Lista de tarefas
**a.** Resuma em duas frases o texto sobre a desconfiança na imprensa.
**b.** Modifique o texto sobre a desconfiança na imprensa: transcreva tudo de "Debateu-se que o" até "na vida social.", substituindo "empresas privadas" por "companhias privadas".
**c.** Dê prosseguimento ao texto sobre a desconfiança na imprensa a partir do ponto em que ele termina.

Trecho fornecido
• • • • •
Saturday, 20 de April de 2024 ISSN 1519-7670 - Ano 24 - nº 1284

Solicitação de entrevista abre debate sobre desconfiança

Um executivo de uma grande empresa foi procurado por um jornalista para declarações em off sobre determinado assunto de interesse público e decidiu consultar seus amigos numa rede de internet da qual faz parte. Todos jornalistas ou publicitários, com bem mais de 40 anos e larga experiência em redações e agências. Alguns ainda em veículos da grande mídia, outros em assessorias de imprensa e alguns na vida acadêmica. De todas as sugestões apresentadas, o saldo foi uma grande desconfiança da imprensa, o que soa muito preocupante para um setor que vive, ou deveria viver, da credibilidade e da confiabilidade.


Muitas questões foram levantadas na discussão que tomou conta da rede da qual o executivo participa – se o jornalista era sério, o que implica a divisão da categoria em sérios e não-sérios, para não dizer irresponsáveis; o caráter do veículo, que teve sua postura no tratamento dos assuntos seriamente questionada; e, o mais importante, o papel do jornalista e os interesses envolvidos na sua atividade.


Debateu-se que o jornalista empregado em veículo de comunicação deve pautar o seu trabalho pelo interesse público. Na busca da informação este pressuposto tem que estar em primeiro plano. No entanto, não se pode ignorar, como salientou um integrante da dita lista, o quanto é difícil exercer um ofício, que na essência é um serviço público, em empresas privadas, agentes importantes do jogo político e econômico na vida social.


Fora da ordem


A discussão teórica foi levada à prática com a vivência de cada um nos meios de comunicação e na relação com eles. Indagou-se, sobretudo, quantos jornalistas enxergam com clareza a sua função social e a exercem, efetivamente. O que se vê, segundo alguns relatos, são jornalistas cujo foco principal é o furo, a exclusividade da notícia, sair na frente da concorrência ou, pelo menos, não ficar para trás. Estes jornalistas teriam a lógica do patrão, do capital do acionista. Muitos deles, particularmente nas colunas de vários tipos, caem regularmente na tentação de serem irresponsáveis na divulgação de informações mal apuradas, não checadas ou contaminadas por opiniões pré-concebidas. Todos fingem que são comunicadores sociais e que estão a serviço do público, mas na prática não é isso que se dá.
• • • • •
Listagem de registros
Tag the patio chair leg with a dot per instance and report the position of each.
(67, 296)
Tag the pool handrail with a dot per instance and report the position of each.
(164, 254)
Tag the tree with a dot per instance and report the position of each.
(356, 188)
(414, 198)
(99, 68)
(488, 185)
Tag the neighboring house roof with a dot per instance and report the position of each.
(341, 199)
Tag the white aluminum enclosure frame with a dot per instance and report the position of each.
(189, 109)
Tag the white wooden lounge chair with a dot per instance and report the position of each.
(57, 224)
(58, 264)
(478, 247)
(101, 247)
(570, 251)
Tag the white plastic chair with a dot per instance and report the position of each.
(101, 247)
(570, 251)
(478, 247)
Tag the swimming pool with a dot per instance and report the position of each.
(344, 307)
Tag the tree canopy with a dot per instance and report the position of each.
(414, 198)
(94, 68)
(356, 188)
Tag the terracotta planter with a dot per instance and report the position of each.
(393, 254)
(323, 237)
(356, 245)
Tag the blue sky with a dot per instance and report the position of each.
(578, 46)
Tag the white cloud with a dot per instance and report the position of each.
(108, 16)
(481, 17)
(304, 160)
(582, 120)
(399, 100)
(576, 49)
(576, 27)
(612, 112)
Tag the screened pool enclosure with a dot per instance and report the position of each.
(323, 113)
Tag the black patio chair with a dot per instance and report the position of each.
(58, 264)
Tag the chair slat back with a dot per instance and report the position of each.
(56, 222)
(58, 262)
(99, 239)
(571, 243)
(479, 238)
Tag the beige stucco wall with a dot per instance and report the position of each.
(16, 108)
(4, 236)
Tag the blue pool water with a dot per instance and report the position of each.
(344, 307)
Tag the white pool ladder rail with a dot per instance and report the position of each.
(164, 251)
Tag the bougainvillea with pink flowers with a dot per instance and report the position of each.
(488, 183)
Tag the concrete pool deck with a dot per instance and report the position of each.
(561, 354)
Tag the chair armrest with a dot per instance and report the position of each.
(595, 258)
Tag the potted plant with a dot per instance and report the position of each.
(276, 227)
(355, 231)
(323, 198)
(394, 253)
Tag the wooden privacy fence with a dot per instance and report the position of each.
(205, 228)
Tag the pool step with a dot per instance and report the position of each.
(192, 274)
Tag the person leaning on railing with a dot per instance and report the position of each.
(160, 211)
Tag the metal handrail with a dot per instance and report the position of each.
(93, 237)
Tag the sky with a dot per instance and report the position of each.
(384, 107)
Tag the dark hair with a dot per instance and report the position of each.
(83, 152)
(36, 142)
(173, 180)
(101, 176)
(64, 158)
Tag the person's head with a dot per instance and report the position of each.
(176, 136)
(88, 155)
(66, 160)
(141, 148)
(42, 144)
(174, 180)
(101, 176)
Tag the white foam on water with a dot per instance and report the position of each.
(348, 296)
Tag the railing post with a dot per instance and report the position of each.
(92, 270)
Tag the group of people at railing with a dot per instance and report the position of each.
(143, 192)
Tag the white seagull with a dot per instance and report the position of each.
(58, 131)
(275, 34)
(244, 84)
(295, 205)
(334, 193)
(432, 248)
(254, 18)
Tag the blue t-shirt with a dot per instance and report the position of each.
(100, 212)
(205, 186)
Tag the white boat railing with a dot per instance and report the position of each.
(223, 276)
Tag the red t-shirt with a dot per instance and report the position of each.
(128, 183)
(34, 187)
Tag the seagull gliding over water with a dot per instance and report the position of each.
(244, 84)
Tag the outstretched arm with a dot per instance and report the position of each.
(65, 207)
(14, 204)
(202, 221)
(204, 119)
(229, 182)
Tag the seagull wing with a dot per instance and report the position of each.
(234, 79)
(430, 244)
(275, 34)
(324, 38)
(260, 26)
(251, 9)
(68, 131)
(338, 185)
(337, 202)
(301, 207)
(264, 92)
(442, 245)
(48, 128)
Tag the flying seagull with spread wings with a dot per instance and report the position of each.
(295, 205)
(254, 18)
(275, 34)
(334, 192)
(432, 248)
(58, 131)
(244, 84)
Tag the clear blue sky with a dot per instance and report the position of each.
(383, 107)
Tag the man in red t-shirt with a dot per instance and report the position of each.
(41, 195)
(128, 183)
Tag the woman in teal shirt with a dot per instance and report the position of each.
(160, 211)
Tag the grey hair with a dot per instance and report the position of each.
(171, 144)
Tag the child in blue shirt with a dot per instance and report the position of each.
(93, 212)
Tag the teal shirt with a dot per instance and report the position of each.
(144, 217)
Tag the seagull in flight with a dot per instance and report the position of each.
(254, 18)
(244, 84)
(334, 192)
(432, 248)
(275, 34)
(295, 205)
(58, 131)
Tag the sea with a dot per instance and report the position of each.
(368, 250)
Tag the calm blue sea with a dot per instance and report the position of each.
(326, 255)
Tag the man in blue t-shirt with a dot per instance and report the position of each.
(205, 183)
• • • • •
Saídas esperadas
**a.** Um executivo procurado por um jornalista para dar declarações em off consultou amigos jornalistas e publicitários numa rede de internet, e o saldo das sugestões foi uma grande desconfiança da imprensa. A discussão questionou a seriedade do jornalista, a postura do veículo e o papel do profissional, que deveria pautar-se pelo interesse público, embora relatos apontem jornalistas focados no furo e na lógica do patrão.

**b.**
Debateu-se que o jornalista empregado em veículo de comunicação deve pautar o seu trabalho pelo interesse público. Na busca da informação este pressuposto tem que estar em primeiro plano. No entanto, não se pode ignorar, como salientou um integrante da dita lista, o quanto é difícil exercer um ofício, que na essência é um serviço público, em companhias privadas, agentes importantes do jogo político e econômico na vida social.

**c.**
Não se culpou o jornalista, mas as condições de trabalho, a má formação e a ausência de crítica. Uma integrante da lista, hoje exercendo sua profissão fora dos grandes meios de comunicação, observou que nada como sair da redação para olhá-la mais criticamente. Considerada cuidadosa em suas apurações nas várias redações por que passou, ressaltou que foi ao sair e passar para o outro lado do balcão, como se diz, que começou a enxergar onde havia estado, o que faziam e como pensam os nossos colegas, desarvorados pelas cobranças e cegos pela prepotência. Foi muito enriquecedor e sofrido também, relatou, pois uma vez adquirida a lucidez nunca mais a perdemos.


A discussão inquietou a todos e despertou uma tremenda reflexão sobre a profissão. Concluiu-se que falta formação profissional, com ênfase em ética e função social, e sobra pressão do mercado de trabalho, cada vez pior para os coleguinhas. É preciso que este debate se alastre por toda a categoria. Quando um caráter manipulador e muitas vezes mal intencionado da imprensa sobrepuja o interesse público que ela deveria representar, alguma coisa está fora da ordem.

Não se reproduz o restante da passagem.